## Problem
Locate every line in the entries below that contains the word "stone", treating uppercase and lowercase as different, and copy each of those lines.

## Available records
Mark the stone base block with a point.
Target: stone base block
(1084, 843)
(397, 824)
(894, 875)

==

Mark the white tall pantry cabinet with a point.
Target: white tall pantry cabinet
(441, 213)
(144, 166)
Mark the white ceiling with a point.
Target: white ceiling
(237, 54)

==

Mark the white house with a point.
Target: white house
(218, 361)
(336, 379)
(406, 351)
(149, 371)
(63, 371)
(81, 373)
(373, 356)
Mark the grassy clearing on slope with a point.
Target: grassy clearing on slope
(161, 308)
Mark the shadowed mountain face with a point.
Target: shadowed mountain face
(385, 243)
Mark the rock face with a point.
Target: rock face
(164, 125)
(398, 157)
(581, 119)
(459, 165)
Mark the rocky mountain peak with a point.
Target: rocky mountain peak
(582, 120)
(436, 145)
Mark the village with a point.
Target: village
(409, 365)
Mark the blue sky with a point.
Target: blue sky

## Solution for this problem
Mark the stone base block with a point.
Target: stone base block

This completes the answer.